(入力データ):

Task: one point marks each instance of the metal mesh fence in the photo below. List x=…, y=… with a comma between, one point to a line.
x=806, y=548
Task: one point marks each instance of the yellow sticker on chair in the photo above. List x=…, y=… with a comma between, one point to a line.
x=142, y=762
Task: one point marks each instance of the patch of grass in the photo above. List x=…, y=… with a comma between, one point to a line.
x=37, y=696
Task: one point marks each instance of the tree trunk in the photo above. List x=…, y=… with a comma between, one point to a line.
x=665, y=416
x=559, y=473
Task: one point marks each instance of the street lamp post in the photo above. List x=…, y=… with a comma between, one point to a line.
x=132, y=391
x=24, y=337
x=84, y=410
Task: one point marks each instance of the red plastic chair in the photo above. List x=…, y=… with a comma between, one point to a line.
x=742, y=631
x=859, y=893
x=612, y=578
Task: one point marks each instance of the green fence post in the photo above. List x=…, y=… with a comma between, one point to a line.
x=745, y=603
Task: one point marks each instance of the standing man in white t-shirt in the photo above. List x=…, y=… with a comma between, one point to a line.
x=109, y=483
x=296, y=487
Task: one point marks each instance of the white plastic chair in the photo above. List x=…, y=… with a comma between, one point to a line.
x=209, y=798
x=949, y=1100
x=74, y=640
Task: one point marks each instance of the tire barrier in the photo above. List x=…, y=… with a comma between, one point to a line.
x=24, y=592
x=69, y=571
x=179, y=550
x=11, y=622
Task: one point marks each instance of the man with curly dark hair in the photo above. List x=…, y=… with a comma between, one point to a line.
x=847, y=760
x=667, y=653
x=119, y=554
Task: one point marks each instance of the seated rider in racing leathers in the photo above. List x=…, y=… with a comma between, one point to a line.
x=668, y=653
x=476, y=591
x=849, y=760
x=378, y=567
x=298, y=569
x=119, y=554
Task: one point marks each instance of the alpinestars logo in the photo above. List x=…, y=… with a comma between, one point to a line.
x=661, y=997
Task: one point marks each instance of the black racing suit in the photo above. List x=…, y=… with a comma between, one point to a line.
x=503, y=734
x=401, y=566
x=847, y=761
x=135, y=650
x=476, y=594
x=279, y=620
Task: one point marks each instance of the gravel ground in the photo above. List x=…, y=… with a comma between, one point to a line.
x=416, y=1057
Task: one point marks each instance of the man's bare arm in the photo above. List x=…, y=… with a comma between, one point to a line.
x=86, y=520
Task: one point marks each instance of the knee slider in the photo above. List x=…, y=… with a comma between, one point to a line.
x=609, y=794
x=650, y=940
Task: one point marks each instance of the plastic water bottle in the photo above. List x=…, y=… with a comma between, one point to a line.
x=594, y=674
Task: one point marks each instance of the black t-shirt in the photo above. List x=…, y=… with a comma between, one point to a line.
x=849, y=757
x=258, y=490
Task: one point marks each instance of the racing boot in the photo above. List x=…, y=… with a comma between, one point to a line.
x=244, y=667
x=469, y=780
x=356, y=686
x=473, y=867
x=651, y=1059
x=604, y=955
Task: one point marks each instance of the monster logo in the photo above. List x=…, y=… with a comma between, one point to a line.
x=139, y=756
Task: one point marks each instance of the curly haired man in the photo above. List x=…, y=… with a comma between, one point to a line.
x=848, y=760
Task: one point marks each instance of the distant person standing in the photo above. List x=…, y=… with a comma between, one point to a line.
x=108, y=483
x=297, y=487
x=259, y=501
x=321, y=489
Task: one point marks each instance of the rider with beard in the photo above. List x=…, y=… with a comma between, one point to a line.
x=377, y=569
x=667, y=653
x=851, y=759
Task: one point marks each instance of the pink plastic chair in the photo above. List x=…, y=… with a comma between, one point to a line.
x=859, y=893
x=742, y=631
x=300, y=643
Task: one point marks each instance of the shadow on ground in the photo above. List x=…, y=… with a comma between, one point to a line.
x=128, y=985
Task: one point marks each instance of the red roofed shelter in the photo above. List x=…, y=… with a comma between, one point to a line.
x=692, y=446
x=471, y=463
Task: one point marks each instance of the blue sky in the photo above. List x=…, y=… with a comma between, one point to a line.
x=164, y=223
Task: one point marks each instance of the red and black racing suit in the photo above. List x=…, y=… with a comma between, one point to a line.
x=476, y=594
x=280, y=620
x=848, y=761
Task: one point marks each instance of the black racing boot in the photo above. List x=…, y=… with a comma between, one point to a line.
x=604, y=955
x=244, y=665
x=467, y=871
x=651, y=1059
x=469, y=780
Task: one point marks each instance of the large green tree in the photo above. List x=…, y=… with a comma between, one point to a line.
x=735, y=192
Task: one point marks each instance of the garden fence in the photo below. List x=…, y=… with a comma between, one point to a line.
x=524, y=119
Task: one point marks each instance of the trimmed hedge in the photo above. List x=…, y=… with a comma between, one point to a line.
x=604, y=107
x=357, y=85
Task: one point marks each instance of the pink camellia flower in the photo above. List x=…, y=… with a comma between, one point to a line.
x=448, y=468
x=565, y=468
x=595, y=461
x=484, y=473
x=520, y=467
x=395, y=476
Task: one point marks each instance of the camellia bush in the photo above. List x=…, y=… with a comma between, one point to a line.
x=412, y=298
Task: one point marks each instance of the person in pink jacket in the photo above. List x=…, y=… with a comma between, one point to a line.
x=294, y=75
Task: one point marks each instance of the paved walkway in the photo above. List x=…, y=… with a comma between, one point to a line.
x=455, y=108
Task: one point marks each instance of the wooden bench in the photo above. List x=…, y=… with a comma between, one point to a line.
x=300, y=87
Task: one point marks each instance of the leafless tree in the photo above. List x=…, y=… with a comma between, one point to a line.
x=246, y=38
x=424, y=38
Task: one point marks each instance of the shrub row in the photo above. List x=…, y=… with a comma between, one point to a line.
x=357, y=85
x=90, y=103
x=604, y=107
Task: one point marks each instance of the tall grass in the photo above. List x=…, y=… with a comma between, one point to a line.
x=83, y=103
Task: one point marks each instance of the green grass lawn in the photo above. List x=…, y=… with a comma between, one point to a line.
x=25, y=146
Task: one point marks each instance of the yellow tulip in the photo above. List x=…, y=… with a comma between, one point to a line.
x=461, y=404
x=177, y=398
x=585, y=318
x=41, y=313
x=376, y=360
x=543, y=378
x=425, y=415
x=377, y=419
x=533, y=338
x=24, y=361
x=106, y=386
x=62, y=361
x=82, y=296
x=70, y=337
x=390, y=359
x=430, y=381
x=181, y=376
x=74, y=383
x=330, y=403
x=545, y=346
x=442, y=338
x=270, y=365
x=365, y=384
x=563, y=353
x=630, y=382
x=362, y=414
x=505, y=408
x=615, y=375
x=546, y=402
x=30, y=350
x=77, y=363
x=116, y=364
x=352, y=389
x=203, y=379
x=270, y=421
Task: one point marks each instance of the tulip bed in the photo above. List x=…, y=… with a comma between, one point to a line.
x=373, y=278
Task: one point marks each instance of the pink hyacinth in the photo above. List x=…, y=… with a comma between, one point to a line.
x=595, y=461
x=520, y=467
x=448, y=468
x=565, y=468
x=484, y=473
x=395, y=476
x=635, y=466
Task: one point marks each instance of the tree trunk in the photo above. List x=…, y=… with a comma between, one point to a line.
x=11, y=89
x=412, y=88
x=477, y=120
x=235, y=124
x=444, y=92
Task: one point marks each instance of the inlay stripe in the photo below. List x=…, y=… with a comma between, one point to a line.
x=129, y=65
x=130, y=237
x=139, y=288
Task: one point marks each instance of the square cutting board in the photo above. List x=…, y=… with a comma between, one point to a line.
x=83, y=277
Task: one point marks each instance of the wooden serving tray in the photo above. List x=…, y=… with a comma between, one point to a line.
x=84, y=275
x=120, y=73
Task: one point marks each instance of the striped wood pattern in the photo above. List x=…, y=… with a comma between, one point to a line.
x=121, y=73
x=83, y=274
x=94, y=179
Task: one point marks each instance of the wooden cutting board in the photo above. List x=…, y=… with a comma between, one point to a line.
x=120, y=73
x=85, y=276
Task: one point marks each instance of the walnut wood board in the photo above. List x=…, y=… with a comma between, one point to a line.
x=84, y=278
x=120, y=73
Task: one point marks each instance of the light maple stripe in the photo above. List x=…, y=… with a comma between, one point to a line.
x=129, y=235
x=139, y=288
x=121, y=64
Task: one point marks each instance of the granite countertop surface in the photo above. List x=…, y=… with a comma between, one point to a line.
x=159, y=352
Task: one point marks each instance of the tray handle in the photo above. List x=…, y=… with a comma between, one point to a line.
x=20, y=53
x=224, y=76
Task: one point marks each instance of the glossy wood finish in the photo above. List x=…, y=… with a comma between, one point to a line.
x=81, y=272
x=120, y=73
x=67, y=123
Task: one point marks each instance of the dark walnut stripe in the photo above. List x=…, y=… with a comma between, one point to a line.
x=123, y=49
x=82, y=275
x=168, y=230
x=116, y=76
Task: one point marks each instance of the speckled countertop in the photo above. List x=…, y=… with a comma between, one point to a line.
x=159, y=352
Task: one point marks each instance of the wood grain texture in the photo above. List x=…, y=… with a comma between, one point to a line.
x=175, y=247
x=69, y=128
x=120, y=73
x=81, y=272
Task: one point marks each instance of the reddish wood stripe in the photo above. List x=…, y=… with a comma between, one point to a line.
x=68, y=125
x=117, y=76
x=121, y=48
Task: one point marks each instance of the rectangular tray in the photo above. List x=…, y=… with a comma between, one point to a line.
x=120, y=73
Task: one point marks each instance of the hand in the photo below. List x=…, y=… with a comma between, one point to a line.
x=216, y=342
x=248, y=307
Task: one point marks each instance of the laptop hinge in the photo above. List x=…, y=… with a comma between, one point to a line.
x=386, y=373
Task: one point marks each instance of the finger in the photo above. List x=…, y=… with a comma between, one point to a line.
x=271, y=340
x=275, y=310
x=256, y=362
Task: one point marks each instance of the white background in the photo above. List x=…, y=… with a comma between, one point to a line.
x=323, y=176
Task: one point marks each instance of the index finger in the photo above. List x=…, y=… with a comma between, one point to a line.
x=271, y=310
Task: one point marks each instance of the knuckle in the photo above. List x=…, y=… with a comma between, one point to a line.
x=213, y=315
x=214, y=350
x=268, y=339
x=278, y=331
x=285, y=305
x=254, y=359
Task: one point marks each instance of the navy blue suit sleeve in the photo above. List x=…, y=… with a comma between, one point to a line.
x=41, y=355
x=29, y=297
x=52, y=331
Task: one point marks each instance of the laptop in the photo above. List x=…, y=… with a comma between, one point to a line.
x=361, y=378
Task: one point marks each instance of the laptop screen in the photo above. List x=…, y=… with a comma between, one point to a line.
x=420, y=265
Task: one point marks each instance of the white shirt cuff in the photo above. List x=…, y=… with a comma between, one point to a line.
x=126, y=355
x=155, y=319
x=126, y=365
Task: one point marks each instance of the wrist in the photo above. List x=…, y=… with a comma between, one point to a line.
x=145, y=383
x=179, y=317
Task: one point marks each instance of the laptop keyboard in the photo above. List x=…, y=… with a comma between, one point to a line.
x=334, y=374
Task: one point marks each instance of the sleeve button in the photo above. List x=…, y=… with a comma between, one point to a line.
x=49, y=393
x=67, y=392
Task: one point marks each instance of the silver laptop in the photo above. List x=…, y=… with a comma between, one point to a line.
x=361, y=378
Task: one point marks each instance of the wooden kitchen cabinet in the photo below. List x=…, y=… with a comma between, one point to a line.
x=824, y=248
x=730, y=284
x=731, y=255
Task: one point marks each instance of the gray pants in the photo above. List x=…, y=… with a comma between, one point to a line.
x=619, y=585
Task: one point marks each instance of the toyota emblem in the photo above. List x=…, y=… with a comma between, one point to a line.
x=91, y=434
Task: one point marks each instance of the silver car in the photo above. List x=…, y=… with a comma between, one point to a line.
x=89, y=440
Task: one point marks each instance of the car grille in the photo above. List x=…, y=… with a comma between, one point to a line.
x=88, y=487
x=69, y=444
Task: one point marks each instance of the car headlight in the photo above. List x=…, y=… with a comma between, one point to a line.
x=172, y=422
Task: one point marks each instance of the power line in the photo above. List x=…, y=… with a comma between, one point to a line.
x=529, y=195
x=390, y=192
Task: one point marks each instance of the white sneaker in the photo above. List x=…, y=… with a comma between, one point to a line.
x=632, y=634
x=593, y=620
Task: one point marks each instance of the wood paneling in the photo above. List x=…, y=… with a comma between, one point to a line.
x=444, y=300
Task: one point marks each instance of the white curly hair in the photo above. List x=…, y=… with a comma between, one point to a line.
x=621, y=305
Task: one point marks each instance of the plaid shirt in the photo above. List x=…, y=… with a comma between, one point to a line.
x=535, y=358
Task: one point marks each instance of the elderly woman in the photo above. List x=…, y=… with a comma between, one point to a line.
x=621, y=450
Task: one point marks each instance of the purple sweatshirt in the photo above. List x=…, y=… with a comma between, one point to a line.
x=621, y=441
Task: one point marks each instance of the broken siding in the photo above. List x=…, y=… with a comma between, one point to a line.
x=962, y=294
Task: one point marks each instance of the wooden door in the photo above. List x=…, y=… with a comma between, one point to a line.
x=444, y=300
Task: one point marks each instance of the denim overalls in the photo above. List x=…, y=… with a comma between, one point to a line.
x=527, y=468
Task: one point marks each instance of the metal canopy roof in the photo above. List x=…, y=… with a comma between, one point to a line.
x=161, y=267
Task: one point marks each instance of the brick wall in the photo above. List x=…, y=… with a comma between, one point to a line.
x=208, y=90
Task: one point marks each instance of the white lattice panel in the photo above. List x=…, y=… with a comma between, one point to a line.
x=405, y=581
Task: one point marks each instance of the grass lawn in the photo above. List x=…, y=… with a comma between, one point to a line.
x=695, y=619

(依頼文):
上のエントリの最初の行から「x=559, y=473」を含む行までを、両端の行も含めて一字一句そのまま繰り返してください。

(問題の解答):
Task: one point marks each instance of the metal mesh fence in the photo below. List x=…, y=… with a comma between, one point to a line.
x=806, y=548
Task: one point marks each instance of the yellow sticker on chair in the photo above. List x=…, y=… with a comma between, one point to a line.
x=142, y=762
Task: one point marks each instance of the patch of grass in the photo above. List x=…, y=… with a comma between, one point to a line.
x=37, y=696
Task: one point marks each instance of the tree trunk in the photo above. List x=…, y=… with a comma between, one point to a line.
x=665, y=416
x=559, y=473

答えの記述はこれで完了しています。